## YOUR OBJECTIVE
Reproduce each of the following entries line for line, with no change to any word, number, or symbol.

## MATERIAL TO PROCESS
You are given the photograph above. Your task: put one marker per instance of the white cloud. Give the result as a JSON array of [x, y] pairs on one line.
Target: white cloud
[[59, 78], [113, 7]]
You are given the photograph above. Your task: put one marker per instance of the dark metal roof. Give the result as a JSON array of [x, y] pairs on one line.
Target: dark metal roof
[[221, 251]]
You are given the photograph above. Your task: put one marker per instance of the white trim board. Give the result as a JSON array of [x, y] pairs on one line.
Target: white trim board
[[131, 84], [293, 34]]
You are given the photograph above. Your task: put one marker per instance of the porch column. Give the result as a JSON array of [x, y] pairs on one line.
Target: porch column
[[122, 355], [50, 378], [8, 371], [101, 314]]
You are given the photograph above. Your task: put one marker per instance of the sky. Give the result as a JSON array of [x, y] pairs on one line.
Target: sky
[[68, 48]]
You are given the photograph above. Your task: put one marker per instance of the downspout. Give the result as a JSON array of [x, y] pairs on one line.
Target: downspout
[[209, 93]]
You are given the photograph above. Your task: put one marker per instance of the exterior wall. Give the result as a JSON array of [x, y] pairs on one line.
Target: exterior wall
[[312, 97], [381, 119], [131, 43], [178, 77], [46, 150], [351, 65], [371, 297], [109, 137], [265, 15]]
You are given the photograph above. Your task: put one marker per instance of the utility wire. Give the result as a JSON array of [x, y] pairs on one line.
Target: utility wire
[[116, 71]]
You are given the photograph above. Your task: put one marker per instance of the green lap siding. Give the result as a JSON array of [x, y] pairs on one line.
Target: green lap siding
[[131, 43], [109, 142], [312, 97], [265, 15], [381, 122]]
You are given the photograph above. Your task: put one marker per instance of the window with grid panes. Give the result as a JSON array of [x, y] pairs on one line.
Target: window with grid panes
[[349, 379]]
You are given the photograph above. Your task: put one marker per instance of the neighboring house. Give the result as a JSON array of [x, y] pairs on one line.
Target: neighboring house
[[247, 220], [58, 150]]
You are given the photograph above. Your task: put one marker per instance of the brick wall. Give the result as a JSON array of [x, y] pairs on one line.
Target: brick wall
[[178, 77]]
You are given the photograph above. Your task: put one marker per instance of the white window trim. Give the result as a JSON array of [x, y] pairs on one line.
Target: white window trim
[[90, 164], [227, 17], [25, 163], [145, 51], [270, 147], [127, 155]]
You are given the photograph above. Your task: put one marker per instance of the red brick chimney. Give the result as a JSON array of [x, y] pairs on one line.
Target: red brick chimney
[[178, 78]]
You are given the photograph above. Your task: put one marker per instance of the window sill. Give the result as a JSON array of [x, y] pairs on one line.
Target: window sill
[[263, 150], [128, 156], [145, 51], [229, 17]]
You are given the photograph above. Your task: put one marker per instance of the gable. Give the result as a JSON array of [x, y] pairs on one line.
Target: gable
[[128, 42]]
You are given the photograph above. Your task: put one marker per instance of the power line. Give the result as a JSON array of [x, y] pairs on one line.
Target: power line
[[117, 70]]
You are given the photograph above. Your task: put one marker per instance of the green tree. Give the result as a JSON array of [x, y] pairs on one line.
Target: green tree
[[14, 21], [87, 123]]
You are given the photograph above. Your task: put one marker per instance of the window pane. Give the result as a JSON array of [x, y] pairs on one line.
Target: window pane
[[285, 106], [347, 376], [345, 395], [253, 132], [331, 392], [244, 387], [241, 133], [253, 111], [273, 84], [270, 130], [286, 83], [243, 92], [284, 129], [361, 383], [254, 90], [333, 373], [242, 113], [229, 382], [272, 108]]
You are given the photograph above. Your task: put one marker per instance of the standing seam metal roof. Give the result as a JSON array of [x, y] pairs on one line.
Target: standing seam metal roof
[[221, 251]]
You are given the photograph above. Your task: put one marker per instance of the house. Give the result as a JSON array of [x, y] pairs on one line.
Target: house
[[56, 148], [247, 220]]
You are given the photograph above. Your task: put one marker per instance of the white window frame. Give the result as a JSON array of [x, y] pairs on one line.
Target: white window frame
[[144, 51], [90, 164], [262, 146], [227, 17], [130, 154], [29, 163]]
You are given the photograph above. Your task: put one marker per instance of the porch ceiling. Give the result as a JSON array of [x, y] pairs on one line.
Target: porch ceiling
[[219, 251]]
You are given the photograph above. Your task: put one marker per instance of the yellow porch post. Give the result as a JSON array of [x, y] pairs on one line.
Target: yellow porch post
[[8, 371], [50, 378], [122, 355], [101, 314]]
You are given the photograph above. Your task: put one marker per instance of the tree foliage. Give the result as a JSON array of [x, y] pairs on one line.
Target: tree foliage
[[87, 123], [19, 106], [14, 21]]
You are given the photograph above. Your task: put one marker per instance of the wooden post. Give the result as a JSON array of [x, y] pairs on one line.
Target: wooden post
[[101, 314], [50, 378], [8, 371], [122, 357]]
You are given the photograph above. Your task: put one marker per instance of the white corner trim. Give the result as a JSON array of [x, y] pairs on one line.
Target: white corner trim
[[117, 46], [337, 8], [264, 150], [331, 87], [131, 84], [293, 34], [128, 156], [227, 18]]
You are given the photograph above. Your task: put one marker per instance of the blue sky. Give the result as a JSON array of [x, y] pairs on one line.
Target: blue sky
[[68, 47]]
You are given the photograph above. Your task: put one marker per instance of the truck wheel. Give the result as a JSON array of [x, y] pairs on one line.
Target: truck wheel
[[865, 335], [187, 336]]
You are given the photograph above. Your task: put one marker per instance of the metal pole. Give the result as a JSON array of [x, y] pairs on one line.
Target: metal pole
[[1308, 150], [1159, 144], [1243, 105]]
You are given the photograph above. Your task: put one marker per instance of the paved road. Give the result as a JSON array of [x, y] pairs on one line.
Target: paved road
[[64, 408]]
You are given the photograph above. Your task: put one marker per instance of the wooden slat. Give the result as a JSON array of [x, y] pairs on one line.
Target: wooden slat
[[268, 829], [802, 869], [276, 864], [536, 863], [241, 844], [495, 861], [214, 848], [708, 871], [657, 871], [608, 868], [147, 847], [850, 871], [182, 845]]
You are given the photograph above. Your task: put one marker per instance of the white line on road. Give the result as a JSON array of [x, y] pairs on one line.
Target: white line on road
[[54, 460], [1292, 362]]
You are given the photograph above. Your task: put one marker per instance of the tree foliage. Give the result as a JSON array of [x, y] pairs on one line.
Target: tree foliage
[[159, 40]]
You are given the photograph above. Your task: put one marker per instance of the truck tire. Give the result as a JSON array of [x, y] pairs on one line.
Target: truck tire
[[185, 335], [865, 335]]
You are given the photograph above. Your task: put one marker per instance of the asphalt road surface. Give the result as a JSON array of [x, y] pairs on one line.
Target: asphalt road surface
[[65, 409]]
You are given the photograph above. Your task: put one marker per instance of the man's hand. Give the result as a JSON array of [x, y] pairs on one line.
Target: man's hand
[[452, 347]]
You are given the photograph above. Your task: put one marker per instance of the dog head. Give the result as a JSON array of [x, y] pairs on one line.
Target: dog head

## SOLVED PROBLEM
You are given the photograph above. Your task: put one marker per instance of the white cloud. Give the result as a JSON array of [x, y] pairs on one line.
Target: white cloud
[[59, 78], [113, 7]]
You are given the photograph above. Your task: put one marker per instance of the dark metal roof. Give the result as a JSON array of [x, y] pairs on one line.
Target: dark metal roof
[[221, 251]]
You are given the photograph above. Your task: put one marker per instance of the white trim board. Give the result as a JSON array of [x, y] pairs on one line.
Target: white trim board
[[131, 84], [293, 34]]
You are given the photograph above. Your task: put one marker per instance of the porch column. Give the result as a JSON array of [x, y] pairs on one line.
Target: porch column
[[122, 355], [50, 378], [8, 371], [101, 314]]
You are given the photograph above. Your task: put one marker per instance of the sky. Give the result as a JSON array of [x, y] pairs on one line.
Target: sky
[[68, 48]]
You are given the photograph above. Your task: put one marker per instance of the downspout. Give the result as a JSON array of [x, y] pairs on one line.
Target: downspout
[[209, 93]]
You are given the photograph above. Your task: put one marker per instance of the exterior wall. Give the result as a JSON array of [x, y] pairs on one line.
Target: exterior wall
[[312, 97], [381, 119], [131, 43], [178, 77], [46, 150], [351, 65], [371, 297], [109, 137], [265, 15]]
You are given the photograph above. Your task: put one marker per instance of the utility wire. Give the result as a JSON array of [x, y] pairs on one line.
Target: utility wire
[[116, 71]]
You are given the photograph above. Your task: put one marker per instance of the green lap siding. Give the result as a JSON array of [x, y] pairs on one line.
Target: green lap siding
[[131, 43], [109, 142], [312, 97], [265, 15], [381, 122]]
You are given the photograph above. Your task: put one marker per instance of the window with grid panes. Give the result as a JSON array of [x, y] pairs on one line.
Target: window with grid panes
[[349, 379]]
You are given the photograph above. Your task: put one marker per instance of the neighboring house. Give the result as a JSON array of [x, y] pairs on one line.
Target: neighboring house
[[247, 220], [58, 150]]
You are given the photograph above. Your task: put one marker per instance of the brick wall. Give the result as a JSON array of [x, y] pairs on one line.
Target: brick wall
[[178, 77]]
You are given the photograph above. Your task: put one marker per instance of the white window trim. Give the result as a JSON array of [x, y] pairs on one line.
Target: white window trim
[[90, 164], [227, 17], [25, 163], [145, 51], [270, 147], [127, 155]]
You are given the photograph above. Your task: put one marker per instance of the red brick chimney. Give the result as a JSON array of [x, y] pairs on one line.
Target: red brick chimney
[[178, 78]]
You are given the photograph above. Your task: put one marker per instance of the window sill. Give the result as a JSON array of [x, y] pairs on one line.
Target: window sill
[[263, 150], [128, 156], [145, 51], [229, 17]]
You are given the photograph above. Your task: put one marker per instance of the gable. Give the result as a JSON array of [x, y] pairs on one line.
Target: gable
[[128, 42]]
You are given the photograph above. Your task: put one marker per instance of the power line. Give the result as a JSON array of [x, y] pairs on one line.
Target: power line
[[117, 70]]
You are given the photograph above. Your task: put one marker per instance of the green tree. Give the result as a JSON array of [x, y] pairs on one line.
Target: green tree
[[14, 21], [87, 123]]
You are given the photograph above. Your task: put one marker per instance of the window pane. Give the result as a JSON array of [x, y] pairs on one line.
Target: window pane
[[285, 106], [347, 376], [345, 395], [253, 132], [331, 392], [244, 387], [241, 133], [253, 111], [273, 84], [270, 130], [286, 83], [243, 92], [284, 129], [361, 383], [254, 90], [333, 373], [242, 113], [229, 382], [272, 108]]
You are given the photograph above. Your task: put one marker per instance of the standing seam metal roof. Give the result as a JSON array of [x, y] pairs on one line.
Target: standing seam metal roof
[[221, 251]]
You are given the photograph above. Your task: put one marker per instance of the house. Give the result as a JSON array of [x, y] pairs on one line.
Target: house
[[56, 148], [247, 220]]
You are given the photograph above. Your task: put one marker per instance of the white window frame. Give the result as a JSON array of [x, y] pairs on one line.
Target: white window frame
[[144, 51], [90, 164], [262, 146], [227, 17], [130, 154], [29, 163]]
You are given the photograph above. Your task: put one marker per instance of the porch ceiling. Give the result as a JSON array of [x, y] pairs on one line.
Target: porch ceiling
[[219, 251]]
You are given the photograph above. Your task: put one marker per instance of the yellow porch post. Give the result as a JSON array of [x, y] pairs on one line.
Target: yellow porch post
[[8, 371], [50, 378], [122, 355], [101, 314]]
You are given the photograph above. Your task: put one marker per instance of the tree foliage. Give the result as a JSON array of [x, y] pairs on one line.
Target: tree foliage
[[87, 123], [19, 106], [14, 21]]
You are given the photograph above. Your task: put one marker per instance of the wooden post. Give the result as a JSON array of [x, y] pairs on one line.
Target: wooden post
[[101, 314], [50, 378], [8, 371], [122, 357]]
You are given the photograph above. Your task: put one marker per instance of the white corner trim. Give the result as a JSON array of [x, y] pairs on one line.
Target: white corner trim
[[117, 46], [337, 8], [264, 150], [331, 87], [131, 84], [293, 34], [128, 156], [227, 18]]
You are given the photograph above. Your task: put one marker per instance of the blue sky. Give the result as a JSON array of [x, y] pairs on one line.
Target: blue sky
[[68, 47]]
You are given the photograph above. Your task: put one marker per instance of the truck wheel. Give the result as a JSON array of [x, y] pairs on one line.
Target: truck wheel
[[865, 335], [187, 336]]
You are given the photograph above. Your task: put one marker per instance of the metal pole. Give the result as a JSON array of [x, y] pairs on one line.
Target: metal pole
[[1308, 150], [1159, 144], [1243, 105]]
You are given the photograph above. Your task: put one marker per instance of the paved road. Give the result as a JSON array of [x, y] pairs on one line.
Target: paved road
[[64, 408]]
You are given the photograph above. Your task: put one marker per instance of the wooden slat. Give the result as a JSON array of [x, y] pairs on one line.
Target: wooden slat
[[268, 829], [802, 869], [276, 864], [536, 863], [241, 844], [495, 861], [214, 848], [708, 871], [657, 871], [608, 868], [147, 847], [850, 871], [182, 845]]
You are given the photograph above. Your task: put one marker per instance of the white line on road. Give the result as a JSON array of [x, y] pairs on one line.
Target: white line on road
[[54, 460], [1292, 362]]
You are given the photograph above. Your task: put one marker per instance of the tree foliage. Give the result as a JSON array of [x, y] pairs on one line.
Target: tree foliage
[[159, 40]]
You are given the photograph above. Your task: put one marker per instance of the truck tire. Give the result as a JSON array of [x, y] pairs on one line.
Target: truck tire
[[185, 335], [865, 335]]
You are given the photograph above. Your task: put one marker per instance of the asphalt road surface. Give the result as a JSON array of [x, y] pairs on one line.
Target: asphalt road surface
[[65, 409]]
You are given the photograph above. Your task: put one marker per instance of the man's hand. Give the result as a JSON array of [x, y] pairs on one line.
Target: man's hand
[[452, 347]]
You are given the photograph above. Your task: put one marker per instance of the dog head. Give the result as a JSON array of [x, y] pairs on one line.
Target: dog head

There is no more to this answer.